_The problem_
Rewrite the records below, changing every "traffic-flow assessment" to "road network survey" and leaving everything else as it is.

_Exercise inputs_
** START **

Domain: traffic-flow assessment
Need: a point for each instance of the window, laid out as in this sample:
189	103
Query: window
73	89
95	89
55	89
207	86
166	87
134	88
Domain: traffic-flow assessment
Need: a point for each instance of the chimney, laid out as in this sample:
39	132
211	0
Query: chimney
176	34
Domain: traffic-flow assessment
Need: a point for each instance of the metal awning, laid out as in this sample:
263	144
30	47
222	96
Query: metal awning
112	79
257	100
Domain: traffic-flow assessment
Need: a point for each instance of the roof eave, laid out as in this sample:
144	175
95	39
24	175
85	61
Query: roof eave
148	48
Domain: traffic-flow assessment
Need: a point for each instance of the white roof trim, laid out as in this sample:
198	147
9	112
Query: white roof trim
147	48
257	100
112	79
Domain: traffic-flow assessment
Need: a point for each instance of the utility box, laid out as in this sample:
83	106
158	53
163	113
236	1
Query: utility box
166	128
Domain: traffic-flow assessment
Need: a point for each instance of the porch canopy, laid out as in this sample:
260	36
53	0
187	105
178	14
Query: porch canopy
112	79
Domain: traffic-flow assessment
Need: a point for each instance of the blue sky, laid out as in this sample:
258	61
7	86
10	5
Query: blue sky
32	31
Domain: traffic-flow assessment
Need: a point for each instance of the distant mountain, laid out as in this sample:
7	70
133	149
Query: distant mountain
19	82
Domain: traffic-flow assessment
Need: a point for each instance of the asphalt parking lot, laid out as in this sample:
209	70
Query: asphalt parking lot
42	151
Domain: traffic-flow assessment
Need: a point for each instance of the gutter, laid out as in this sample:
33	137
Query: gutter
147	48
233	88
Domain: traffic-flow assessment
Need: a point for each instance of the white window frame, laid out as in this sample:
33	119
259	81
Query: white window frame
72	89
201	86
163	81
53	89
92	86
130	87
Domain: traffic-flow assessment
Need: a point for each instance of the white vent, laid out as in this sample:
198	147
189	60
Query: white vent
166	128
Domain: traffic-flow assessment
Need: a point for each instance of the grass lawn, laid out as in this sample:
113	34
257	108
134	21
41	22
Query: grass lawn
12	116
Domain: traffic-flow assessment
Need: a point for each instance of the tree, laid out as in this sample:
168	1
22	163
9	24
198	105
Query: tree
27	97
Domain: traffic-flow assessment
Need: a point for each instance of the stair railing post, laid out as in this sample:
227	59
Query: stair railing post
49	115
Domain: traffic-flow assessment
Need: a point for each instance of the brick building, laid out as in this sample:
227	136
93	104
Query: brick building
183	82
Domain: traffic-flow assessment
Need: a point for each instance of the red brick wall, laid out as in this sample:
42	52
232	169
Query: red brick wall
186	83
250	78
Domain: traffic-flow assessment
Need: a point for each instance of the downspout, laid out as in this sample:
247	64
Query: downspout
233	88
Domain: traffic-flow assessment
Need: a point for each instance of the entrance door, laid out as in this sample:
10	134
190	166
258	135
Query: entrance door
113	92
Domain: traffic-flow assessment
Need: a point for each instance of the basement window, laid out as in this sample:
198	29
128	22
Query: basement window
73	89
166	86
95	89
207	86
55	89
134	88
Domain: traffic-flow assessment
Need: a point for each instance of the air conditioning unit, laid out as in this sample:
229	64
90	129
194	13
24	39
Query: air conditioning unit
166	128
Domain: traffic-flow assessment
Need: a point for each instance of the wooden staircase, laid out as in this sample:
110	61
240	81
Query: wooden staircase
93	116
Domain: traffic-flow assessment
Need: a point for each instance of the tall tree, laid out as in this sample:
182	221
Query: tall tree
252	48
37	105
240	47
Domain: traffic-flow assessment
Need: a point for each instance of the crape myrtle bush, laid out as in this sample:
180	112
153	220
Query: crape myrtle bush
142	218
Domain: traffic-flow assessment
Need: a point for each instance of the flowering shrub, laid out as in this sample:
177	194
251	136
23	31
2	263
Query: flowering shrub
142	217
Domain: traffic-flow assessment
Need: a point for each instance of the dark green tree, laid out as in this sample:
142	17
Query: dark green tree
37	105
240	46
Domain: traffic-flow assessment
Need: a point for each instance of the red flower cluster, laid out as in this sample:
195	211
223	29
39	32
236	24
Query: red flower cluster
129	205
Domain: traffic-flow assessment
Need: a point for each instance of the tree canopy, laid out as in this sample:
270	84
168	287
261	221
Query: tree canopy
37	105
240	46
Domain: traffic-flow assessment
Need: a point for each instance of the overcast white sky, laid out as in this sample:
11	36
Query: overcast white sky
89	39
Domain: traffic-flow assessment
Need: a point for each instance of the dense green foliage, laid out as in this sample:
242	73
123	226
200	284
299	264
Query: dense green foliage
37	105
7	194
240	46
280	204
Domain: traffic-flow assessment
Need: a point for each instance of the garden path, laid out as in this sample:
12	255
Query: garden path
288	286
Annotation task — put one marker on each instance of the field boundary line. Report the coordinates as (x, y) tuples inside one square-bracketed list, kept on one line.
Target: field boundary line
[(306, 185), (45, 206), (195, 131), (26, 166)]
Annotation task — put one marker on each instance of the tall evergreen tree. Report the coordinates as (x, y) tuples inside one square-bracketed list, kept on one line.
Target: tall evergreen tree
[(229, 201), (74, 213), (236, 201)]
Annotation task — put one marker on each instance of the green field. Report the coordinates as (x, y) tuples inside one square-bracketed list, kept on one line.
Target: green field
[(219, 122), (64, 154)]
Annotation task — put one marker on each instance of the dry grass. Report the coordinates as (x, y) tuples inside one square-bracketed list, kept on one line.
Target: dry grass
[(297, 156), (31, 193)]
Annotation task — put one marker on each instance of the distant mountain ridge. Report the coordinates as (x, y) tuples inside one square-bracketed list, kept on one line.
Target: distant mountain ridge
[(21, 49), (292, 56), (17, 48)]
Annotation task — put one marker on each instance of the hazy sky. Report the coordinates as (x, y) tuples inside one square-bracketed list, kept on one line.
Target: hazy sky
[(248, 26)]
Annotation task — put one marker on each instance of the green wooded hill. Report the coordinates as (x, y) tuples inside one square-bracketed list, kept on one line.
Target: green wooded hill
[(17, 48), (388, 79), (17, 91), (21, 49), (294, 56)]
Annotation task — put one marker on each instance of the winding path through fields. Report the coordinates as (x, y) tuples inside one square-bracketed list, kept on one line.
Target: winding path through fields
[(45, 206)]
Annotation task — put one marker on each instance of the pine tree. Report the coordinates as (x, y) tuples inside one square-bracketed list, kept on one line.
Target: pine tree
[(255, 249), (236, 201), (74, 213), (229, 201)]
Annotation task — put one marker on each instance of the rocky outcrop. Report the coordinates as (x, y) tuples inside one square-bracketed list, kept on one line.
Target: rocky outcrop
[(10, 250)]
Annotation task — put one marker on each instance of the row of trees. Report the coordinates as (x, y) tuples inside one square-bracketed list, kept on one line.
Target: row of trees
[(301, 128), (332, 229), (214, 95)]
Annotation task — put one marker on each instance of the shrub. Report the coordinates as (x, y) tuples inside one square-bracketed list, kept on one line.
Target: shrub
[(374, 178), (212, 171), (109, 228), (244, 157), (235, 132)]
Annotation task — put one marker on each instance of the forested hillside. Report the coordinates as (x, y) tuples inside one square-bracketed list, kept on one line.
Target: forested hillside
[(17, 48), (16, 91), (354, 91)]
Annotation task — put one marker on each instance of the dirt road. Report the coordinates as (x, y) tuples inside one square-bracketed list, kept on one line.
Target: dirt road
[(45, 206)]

** END **

_Answer to this task_
Domain: road network survey
Need: a point for each instance of the window, laid out as in this sample:
189	103
Query: window
73	89
95	89
55	89
207	86
166	87
134	88
Domain: road network survey
Need: a point for each instance of the chimney, laid out as in this sample:
39	132
211	0
Query: chimney
176	34
Domain: road network survey
Need: a point for each instance of the metal awning, laid out as in this sample:
263	144
30	47
222	96
Query: metal awning
112	79
257	100
Domain: road network survey
Need: a point for each instance of the roof eave, laid out as in this sample:
144	175
95	39
24	175
85	61
Query: roof eave
148	48
Domain: road network survey
Need: a point for each instance of the white roof trim, laid out as in this sample:
198	147
9	112
Query: white roof trim
147	48
257	100
112	79
Domain: road network survey
Need: a point for each instance of the utility box, laid out as in this sample:
83	106
158	53
163	113
236	1
Query: utility box
166	128
Domain: road network survey
Need: a point for each instance of the porch canopy, laid out as in this sample:
260	36
53	0
187	105
178	14
Query: porch canopy
112	79
Domain: road network survey
Need: a point for each instance of the blue sky, laid out as in this sample:
258	61
7	86
10	5
Query: blue sky
32	31
Domain: road network survey
Need: a point for each instance of the distant mountain, laid out as in this sample:
7	70
133	149
Query: distant mountain
19	82
Domain: road network survey
Need: a point for each instance of the asphalt parking lot, laid out as in this sample:
209	70
Query: asphalt parking lot
42	151
Domain: road network survey
Need: a point for each instance of the gutter, laid out as in this sample:
33	137
Query: gutter
147	48
233	88
Domain: road network survey
Need: a point for each instance of the white window frame, laid out as in this sample:
33	119
259	81
Query: white window frame
72	89
201	86
163	81
53	89
92	86
130	87
Domain: road network survey
Need: a point for each instance of the white vent, laid out as in this sample:
198	147
189	60
Query: white vent
166	128
Domain: road network survey
Need: a point for each instance of the grass lawn, laid out as in this sample:
113	34
257	108
134	21
41	22
Query: grass lawn
12	116
Domain: road network survey
Need: a point for each instance of the tree, laid out as in this sample:
168	1
22	163
9	24
198	105
Query: tree
27	97
Domain: road network survey
Need: a point for each instance of the stair railing post, laid out as in this sample:
227	59
Query: stair railing post
49	115
Domain: road network survey
Need: a point for each instance of the brick building, laid out as in this sample:
227	136
93	104
Query: brick building
183	82
Domain: road network survey
Need: a point for each instance of the red brick wall, laid out as in this sample:
42	52
232	169
Query: red brick wall
186	83
250	78
Domain: road network survey
Need: a point for each instance of the downspout, laid out as in this sample:
247	64
Query: downspout
233	88
Domain: road network survey
Need: a point for each instance of the entrance door, laid out as in this sample:
10	134
190	166
258	135
Query: entrance door
113	92
Domain: road network survey
Need: a point for each instance of the basement window, laid out as in this sample:
198	29
128	22
Query: basement window
73	89
166	86
95	89
207	86
55	89
134	88
Domain: road network survey
Need: a point for each instance of the air conditioning unit, laid out as in this sample:
229	64
90	129
194	13
24	39
Query: air conditioning unit
166	128
Domain: road network survey
Need: a point for each instance of the wooden staircase, laid out as in this sample:
110	61
240	81
Query: wooden staircase
93	116
Domain: road network survey
Need: a point for each instance of the tall tree, laid out as in this sample:
182	221
Query: tall tree
252	48
37	105
240	47
Domain: road network survey
Need: a point for each instance of the crape myrtle bush, laid out as in this sample:
180	112
153	220
Query: crape myrtle bush
142	218
Domain: road network survey
Need: a point for each instance of the flowering shrub, laid out as in this sample:
177	194
251	136
23	31
2	263
Query: flowering shrub
142	217
Domain: road network survey
Need: a point for each instance of the dark green tree, laid out as in this sample:
142	17
Query: dark green tree
37	105
240	46
Domain: road network survey
Need: a point for each instance of the red flower cluster, laid out as in this sample:
195	211
223	29
39	32
236	24
Query: red flower cluster
129	205
Domain: road network survey
Need: a point for each instance of the tree canopy, laid out as in this sample:
270	84
168	287
261	221
Query: tree canopy
37	105
240	46
Domain: road network survey
Need: a point for each instance of the overcast white sky, laid out as in this sample:
11	36
Query: overcast white sky
89	39
Domain: road network survey
Need: a point for each instance of the dense green foliage, laid out as in this sample:
242	73
123	226
200	284
299	264
Query: dense green foliage
37	105
7	194
240	46
280	204
Domain: road network survey
Need: a point for each instance of the garden path, laid out as in this sample:
12	255
Query: garden path
288	286
Annotation task — put one marker on each instance of the field boundary line. Report the coordinates as (x, y) tuples inside one square-bracketed list, kept on one line.
Target: field boundary line
[(306, 185), (45, 206), (195, 131), (26, 166)]
Annotation task — put one marker on each instance of the tall evergreen tree. Report the coordinates as (x, y) tuples inside one square-bracketed list, kept on one line.
Target: tall evergreen tree
[(229, 201), (74, 213), (236, 201)]
Annotation task — put one marker on each instance of the green field. Report the coordinates as (x, y) tuples inside one square-bracketed list, kept on one line.
Target: green field
[(219, 122), (64, 154)]
Annotation task — put one marker on each instance of the dry grass. Report the coordinates as (x, y) tuples inside one square-bracketed list, kept on one line.
Target: dry grass
[(297, 156), (31, 193)]
Annotation task — put one marker on each instance of the distant mountain ridge. Report the coordinates as (x, y) tuples inside one square-bracketed list, kept on one line.
Target: distant mountain ridge
[(21, 49), (292, 56), (17, 48)]
Annotation task — put one marker on each instance of the hazy sky. Report the coordinates as (x, y) tuples inside one square-bracketed list, kept on one line.
Target: hazy sky
[(248, 26)]
Annotation task — put one marker on each instance of the green wooded hill. Report the coordinates as (x, y) tuples inside one square-bracketed list, kept on one line.
Target: green wooded hill
[(17, 48), (388, 79), (17, 91), (21, 49), (294, 56)]
Annotation task — put one marker on each instance of the winding path through fields. Report the coordinates as (x, y) tuples inside one square-bracketed list, kept on one line.
Target: winding path through fields
[(45, 206)]
Annotation task — put one marker on each instance of the pine tree. Report the coordinates as (x, y) tuples inside one square-bracketed list, kept on one line.
Target: pine tree
[(255, 249), (236, 201), (74, 213), (229, 201)]
Annotation task — put one marker on each instance of the rocky outcrop. Report the coordinates as (x, y) tuples inside one square-bracketed list, kept on one line.
Target: rocky outcrop
[(10, 250)]
Annotation task — put one marker on each instance of the row of trees. Report the coordinates as (x, y) tuples inside one square-bracketed list, kept on one line.
Target: row of trees
[(301, 128), (332, 229), (214, 95)]
Annotation task — put one marker on each instance of the shrub. Report the coordinates as (x, y) tuples inside one square-bracketed list, kept on one line.
Target: shrub
[(374, 178), (212, 171), (109, 228), (244, 157), (235, 132)]
Annotation task — put one marker on each instance of the forested hillside. Report the coordinates as (x, y) tuples inside one square-bracketed list, kept on one line.
Target: forested hillside
[(17, 48), (16, 91), (354, 91)]
Annotation task — put one marker on each instance of the dirt road. Report the coordinates as (x, y) tuples inside one square-bracketed list, kept on one line.
Target: dirt road
[(45, 206)]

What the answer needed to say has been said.